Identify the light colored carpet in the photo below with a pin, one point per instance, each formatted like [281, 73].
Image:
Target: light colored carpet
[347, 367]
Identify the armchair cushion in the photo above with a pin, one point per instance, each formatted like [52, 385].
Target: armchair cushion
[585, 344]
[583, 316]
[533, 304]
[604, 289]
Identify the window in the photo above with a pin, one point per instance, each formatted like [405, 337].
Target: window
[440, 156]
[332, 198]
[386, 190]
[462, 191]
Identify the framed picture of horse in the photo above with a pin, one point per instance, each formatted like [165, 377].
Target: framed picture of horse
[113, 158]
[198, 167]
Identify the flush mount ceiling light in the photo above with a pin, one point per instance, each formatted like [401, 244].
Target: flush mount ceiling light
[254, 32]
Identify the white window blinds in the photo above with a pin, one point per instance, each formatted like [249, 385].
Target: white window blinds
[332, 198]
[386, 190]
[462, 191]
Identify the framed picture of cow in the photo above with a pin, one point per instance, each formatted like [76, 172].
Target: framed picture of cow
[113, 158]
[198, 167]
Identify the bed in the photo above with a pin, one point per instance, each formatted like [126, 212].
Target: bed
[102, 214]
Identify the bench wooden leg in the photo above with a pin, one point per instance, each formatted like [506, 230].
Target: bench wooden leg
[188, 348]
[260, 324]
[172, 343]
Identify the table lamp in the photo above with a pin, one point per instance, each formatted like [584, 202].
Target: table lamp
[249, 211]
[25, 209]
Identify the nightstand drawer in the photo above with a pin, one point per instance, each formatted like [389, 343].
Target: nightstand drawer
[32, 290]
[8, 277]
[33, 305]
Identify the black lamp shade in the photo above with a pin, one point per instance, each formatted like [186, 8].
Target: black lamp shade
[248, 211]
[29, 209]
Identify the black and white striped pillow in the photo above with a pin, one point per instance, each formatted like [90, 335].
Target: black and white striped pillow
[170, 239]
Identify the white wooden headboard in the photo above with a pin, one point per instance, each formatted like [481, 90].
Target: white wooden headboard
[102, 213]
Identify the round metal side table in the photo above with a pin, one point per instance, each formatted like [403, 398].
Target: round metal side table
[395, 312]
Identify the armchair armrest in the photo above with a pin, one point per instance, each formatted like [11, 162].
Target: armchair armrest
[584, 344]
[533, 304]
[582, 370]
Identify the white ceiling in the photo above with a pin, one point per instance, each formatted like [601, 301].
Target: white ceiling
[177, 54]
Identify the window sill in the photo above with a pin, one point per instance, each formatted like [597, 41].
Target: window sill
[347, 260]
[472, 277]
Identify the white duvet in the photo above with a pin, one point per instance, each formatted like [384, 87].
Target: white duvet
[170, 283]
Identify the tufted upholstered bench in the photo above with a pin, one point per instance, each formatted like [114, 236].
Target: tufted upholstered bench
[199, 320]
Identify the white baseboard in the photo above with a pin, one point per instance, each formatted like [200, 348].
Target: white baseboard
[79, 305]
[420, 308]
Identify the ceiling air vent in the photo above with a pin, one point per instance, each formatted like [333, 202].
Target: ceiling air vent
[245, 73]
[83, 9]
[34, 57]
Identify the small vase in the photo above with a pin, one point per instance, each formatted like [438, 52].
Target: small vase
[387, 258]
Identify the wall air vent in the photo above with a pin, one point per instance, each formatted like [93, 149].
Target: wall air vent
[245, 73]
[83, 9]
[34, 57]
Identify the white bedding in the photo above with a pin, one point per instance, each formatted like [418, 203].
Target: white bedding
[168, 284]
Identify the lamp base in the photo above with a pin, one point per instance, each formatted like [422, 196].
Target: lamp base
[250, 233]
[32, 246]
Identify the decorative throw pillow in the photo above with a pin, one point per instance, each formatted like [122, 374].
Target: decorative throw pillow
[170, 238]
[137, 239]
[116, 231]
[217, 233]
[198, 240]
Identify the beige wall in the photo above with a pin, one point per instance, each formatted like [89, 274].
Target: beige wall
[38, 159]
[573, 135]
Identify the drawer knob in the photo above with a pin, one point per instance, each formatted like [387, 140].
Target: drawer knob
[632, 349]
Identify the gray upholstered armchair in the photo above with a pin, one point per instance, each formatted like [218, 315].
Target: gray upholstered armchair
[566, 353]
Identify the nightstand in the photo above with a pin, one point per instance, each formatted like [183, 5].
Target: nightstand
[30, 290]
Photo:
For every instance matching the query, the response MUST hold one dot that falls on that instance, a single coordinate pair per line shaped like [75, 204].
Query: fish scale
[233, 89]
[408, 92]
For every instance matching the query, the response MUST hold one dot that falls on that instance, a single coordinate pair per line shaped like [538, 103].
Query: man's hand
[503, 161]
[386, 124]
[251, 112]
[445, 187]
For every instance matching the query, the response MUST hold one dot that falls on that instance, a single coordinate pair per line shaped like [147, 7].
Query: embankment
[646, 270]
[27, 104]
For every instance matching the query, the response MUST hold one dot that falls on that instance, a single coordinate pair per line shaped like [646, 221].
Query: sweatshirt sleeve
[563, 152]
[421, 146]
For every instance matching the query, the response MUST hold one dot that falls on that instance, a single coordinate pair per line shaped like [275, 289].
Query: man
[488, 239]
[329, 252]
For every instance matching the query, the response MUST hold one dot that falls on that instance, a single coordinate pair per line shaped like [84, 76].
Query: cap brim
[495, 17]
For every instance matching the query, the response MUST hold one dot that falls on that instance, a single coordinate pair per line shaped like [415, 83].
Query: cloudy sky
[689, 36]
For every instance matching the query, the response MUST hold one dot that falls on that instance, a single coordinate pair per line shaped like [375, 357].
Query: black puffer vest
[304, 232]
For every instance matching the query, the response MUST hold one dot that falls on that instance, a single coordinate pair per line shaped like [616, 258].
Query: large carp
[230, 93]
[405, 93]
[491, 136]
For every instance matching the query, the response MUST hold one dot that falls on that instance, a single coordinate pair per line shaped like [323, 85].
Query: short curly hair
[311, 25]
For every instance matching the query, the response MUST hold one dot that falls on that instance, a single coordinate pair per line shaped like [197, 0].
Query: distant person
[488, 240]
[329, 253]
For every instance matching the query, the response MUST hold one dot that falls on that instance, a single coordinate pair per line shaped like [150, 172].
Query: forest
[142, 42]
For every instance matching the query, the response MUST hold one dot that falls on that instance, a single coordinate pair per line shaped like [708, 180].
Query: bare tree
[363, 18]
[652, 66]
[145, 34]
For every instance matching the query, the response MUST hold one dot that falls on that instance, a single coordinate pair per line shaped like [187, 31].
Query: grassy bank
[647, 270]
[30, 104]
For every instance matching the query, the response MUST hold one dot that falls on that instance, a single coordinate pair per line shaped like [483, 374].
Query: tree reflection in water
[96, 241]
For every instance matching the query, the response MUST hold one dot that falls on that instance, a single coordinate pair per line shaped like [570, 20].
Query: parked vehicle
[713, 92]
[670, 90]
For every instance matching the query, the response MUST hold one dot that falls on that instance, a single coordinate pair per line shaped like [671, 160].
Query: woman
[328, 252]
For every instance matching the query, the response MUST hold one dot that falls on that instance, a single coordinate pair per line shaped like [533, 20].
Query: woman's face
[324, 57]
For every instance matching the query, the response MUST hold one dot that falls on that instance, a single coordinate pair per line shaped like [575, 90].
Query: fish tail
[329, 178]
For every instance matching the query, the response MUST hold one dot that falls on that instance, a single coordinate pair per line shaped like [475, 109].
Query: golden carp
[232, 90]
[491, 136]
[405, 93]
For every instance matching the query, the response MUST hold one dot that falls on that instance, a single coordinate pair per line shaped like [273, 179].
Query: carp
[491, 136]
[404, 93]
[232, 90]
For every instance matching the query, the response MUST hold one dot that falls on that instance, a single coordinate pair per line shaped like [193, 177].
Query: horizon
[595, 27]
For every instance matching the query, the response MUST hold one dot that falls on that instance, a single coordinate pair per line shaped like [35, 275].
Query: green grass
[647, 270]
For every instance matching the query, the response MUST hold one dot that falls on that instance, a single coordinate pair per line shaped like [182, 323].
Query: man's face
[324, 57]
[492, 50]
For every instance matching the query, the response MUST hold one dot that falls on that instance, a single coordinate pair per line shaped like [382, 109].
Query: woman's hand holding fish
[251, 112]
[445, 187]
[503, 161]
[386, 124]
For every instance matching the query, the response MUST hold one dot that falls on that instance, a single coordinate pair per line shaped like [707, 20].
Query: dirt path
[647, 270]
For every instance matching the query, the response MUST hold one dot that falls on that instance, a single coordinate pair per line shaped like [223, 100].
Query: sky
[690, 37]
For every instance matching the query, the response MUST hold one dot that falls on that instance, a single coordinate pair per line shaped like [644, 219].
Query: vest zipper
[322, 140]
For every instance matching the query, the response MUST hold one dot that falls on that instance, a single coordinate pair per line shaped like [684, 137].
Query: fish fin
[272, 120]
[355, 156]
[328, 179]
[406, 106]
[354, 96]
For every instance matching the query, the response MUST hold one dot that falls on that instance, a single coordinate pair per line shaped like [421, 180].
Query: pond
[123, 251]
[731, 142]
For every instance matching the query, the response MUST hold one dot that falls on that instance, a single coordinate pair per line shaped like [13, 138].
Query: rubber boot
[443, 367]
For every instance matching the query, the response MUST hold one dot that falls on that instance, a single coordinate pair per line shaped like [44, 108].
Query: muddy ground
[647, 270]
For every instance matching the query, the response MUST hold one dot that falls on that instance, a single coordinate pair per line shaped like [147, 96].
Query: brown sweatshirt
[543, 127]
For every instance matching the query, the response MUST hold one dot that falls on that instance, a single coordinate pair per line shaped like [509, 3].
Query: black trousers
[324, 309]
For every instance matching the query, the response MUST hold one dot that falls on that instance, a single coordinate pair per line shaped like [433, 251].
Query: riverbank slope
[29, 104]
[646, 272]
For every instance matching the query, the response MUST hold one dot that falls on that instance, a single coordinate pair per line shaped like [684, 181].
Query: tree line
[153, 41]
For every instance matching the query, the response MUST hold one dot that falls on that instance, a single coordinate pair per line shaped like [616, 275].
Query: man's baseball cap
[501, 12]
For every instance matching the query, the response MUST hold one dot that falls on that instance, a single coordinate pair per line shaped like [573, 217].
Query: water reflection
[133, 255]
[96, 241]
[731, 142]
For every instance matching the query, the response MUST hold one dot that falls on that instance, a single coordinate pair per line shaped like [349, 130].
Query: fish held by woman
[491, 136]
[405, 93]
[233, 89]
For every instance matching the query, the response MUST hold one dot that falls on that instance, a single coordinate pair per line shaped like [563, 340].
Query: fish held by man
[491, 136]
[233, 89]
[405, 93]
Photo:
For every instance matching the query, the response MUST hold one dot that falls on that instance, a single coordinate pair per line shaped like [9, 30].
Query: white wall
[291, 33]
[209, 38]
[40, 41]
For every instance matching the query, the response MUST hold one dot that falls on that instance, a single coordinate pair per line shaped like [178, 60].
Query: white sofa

___

AIM OF THE EXERCISE - Look above and repeat, character for character, the lines from the first one to the line with "Identify the armchair cushion", counting both.

ANSWER SPACE -
Identify the light colored carpet in the photo below with a pin, one point per instance, each formatted like [281, 73].
Image:
Target: light colored carpet
[347, 367]
Identify the armchair cushion in the photo above with a pin, one point per instance, each formatted like [52, 385].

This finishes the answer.